begin Raw data
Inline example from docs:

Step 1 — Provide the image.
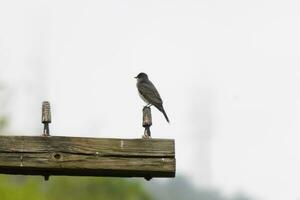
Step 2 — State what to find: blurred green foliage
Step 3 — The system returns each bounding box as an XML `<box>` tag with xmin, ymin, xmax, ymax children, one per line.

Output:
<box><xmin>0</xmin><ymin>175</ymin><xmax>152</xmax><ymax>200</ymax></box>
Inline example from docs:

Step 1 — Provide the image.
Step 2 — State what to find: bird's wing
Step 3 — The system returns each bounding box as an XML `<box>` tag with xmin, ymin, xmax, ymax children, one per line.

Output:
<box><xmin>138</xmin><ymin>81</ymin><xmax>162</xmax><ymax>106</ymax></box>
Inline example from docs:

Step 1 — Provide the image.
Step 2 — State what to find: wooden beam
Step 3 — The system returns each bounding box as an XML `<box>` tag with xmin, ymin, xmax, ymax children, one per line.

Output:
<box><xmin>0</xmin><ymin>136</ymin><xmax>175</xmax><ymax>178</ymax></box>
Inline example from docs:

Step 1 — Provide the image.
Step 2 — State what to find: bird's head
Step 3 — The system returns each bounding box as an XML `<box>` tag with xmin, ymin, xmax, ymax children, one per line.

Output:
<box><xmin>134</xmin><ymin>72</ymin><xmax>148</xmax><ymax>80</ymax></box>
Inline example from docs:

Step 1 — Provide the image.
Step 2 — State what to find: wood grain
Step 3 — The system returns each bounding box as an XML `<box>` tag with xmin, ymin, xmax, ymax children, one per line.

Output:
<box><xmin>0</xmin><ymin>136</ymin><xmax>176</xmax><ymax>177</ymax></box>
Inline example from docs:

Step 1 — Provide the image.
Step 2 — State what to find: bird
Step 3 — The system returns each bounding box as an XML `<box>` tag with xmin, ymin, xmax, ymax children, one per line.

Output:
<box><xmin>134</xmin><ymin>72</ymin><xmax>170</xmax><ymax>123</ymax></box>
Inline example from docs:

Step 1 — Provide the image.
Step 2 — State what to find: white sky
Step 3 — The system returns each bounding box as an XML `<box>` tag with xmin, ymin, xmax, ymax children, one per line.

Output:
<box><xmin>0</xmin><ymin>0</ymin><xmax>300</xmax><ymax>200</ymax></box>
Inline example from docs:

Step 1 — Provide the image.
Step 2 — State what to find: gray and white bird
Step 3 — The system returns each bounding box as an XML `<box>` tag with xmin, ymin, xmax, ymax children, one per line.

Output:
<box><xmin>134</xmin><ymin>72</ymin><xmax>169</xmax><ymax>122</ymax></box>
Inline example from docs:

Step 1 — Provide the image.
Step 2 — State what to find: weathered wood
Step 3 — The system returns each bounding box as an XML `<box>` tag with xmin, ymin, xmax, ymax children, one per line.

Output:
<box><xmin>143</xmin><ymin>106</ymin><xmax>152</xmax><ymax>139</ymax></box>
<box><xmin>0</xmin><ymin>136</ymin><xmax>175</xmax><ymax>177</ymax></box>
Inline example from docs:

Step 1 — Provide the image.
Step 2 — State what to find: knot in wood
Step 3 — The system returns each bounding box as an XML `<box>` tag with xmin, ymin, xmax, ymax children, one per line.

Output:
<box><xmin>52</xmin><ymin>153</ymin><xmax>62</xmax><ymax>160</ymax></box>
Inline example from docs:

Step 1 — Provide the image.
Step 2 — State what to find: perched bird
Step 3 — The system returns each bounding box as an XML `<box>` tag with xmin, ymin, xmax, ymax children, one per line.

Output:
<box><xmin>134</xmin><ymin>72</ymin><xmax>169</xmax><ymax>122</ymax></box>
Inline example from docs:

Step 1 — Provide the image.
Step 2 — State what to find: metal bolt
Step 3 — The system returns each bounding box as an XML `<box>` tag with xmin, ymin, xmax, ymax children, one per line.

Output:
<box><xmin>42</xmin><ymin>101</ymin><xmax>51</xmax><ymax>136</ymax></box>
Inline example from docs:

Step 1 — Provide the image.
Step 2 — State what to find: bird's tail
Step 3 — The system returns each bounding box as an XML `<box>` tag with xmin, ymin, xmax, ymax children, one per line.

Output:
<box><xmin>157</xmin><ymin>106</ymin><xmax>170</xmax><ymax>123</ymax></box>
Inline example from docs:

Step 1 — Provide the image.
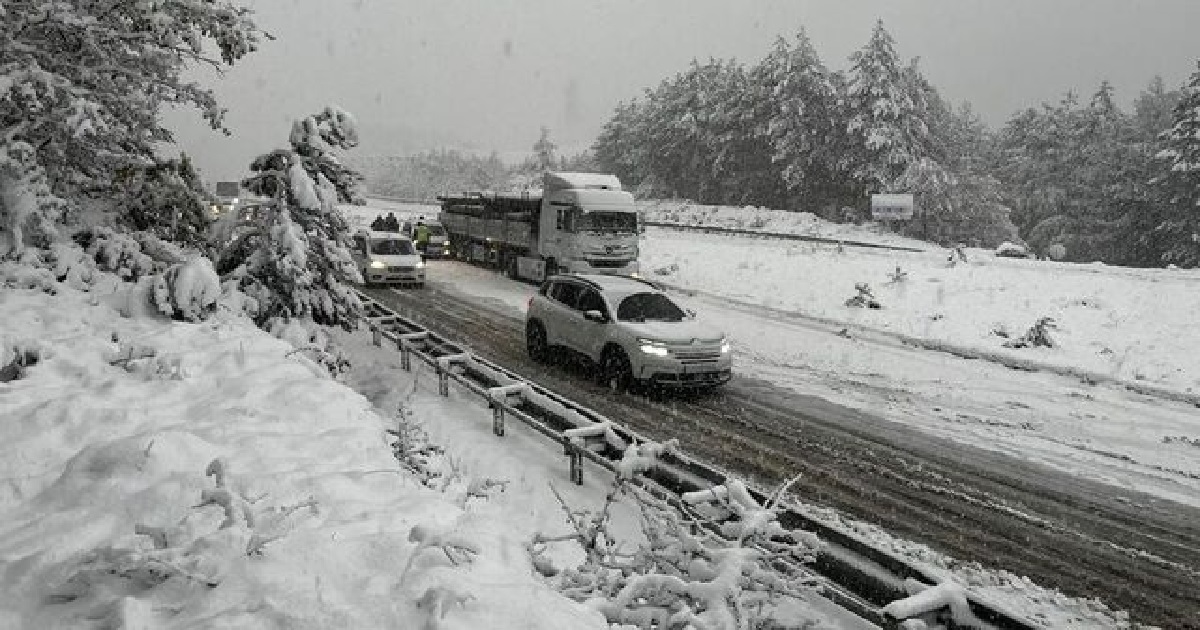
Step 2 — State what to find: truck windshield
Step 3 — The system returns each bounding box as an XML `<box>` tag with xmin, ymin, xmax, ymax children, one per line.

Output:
end Raw data
▸ **Short exercise**:
Print each entry shown above with exact wording and no pictures.

▸ **Finished task**:
Inline example from docs:

Step 1 — Provide the image.
Step 2 — State what to find: blurred green foliage
Step 3 — The system returns each bounding box as an XML `<box>` tag with xmin, ymin, xmax, ymax children, one per line.

Output:
<box><xmin>0</xmin><ymin>175</ymin><xmax>152</xmax><ymax>200</ymax></box>
Inline example from docs:

Step 1 — Provide the image.
Step 2 — State what to find: bird's wing
Step 3 — The system returns each bounding box as an XML `<box>` tag with xmin, ymin, xmax, ymax children, one per line.

Output:
<box><xmin>138</xmin><ymin>81</ymin><xmax>162</xmax><ymax>106</ymax></box>
Inline example from docs:

Step 1 — Provide the image.
Step 2 — State what to find: wooden beam
Step 3 — The system returns each bounding box as an XML `<box>` tag with xmin, ymin, xmax, ymax children, one per line.

Output:
<box><xmin>0</xmin><ymin>136</ymin><xmax>175</xmax><ymax>178</ymax></box>
Inline example from docs:

Step 1 — Provide the image.
Step 2 — State what to find: bird's head
Step 3 — The system returns each bounding box as an XML `<box>` tag with xmin, ymin, xmax, ymax children, one per line.

Output:
<box><xmin>134</xmin><ymin>72</ymin><xmax>148</xmax><ymax>80</ymax></box>
Inline example from docs:

Step 1 — Provide the image.
Step 2 — State what to find: wood grain
Step 3 — The system returns each bounding box as an XML `<box>` tag with xmin, ymin, xmax, ymax children, one per line.

Output:
<box><xmin>0</xmin><ymin>136</ymin><xmax>176</xmax><ymax>177</ymax></box>
Inline example from docs:

Step 1 — Provide the image.
Step 2 — State what to find: bird
Step 3 — The system returns each bounding box as an XML `<box>` tag with xmin, ymin, xmax, ymax children, one per line.

Output:
<box><xmin>134</xmin><ymin>72</ymin><xmax>170</xmax><ymax>123</ymax></box>
Inline example from docs:

Step 1 — Provide the image.
Step 2 — State what to find: white sky
Step 3 — The system returns each bounding box as an XML `<box>` tag with xmin, ymin, xmax, ymax children, one per line.

Output:
<box><xmin>0</xmin><ymin>0</ymin><xmax>300</xmax><ymax>200</ymax></box>
Inline example from docs:

Step 1 — Provide the image.
Step 2 — State what to find: gray and white bird
Step 3 — The system returns each bounding box as an XML `<box>` tag with xmin, ymin, xmax, ymax children, one per line.

Output:
<box><xmin>134</xmin><ymin>72</ymin><xmax>169</xmax><ymax>122</ymax></box>
Inline example from docs:

Step 1 — Provide the image.
Step 2 — State what to find: weathered wood
Step 3 — The system returns each bounding box as an XML `<box>` tag with xmin, ymin, xmax, ymax children, one per line.

Output:
<box><xmin>143</xmin><ymin>106</ymin><xmax>152</xmax><ymax>139</ymax></box>
<box><xmin>0</xmin><ymin>136</ymin><xmax>175</xmax><ymax>177</ymax></box>
Inline example from docs:

Step 1 — Provide the image.
Step 2 — State what to find: knot in wood
Step 3 — The system returns each bounding box as an XML `<box>` tag with xmin, ymin, xmax, ymax children, one per line.

Output:
<box><xmin>52</xmin><ymin>153</ymin><xmax>62</xmax><ymax>160</ymax></box>
Inline example from docs:

Step 1 — Provide the image.
Step 2 — State what to find: perched bird
Step 3 — The system returns each bounding box as an XML `<box>` tag with xmin, ymin, xmax, ymax children, one per line.

Output:
<box><xmin>134</xmin><ymin>72</ymin><xmax>169</xmax><ymax>122</ymax></box>
Inline example from docs:

Step 1 — Provide the image.
Step 2 — State what to find: metal bolt
Step 3 — The system returns each bounding box as an XML `<box>` tag with xmin, ymin, xmax, ymax children, one per line.

Output:
<box><xmin>42</xmin><ymin>101</ymin><xmax>51</xmax><ymax>136</ymax></box>
Inline example from docs:

Step 1 — Provide the image.
Step 2 — State what to find: bird's tail
Step 3 — The system returns each bounding box as an XML `<box>` tag with xmin, ymin, xmax, ymax children, one per line.

Output:
<box><xmin>157</xmin><ymin>106</ymin><xmax>170</xmax><ymax>123</ymax></box>
Inline example from docs:

Step 1 — Provide the image.
Step 2 — State what to find: truck windshield
Step 3 — The system returns each bounding box as an XML `<box>` tag with xmin, ymin, xmax, ymax children, one per line.

Output:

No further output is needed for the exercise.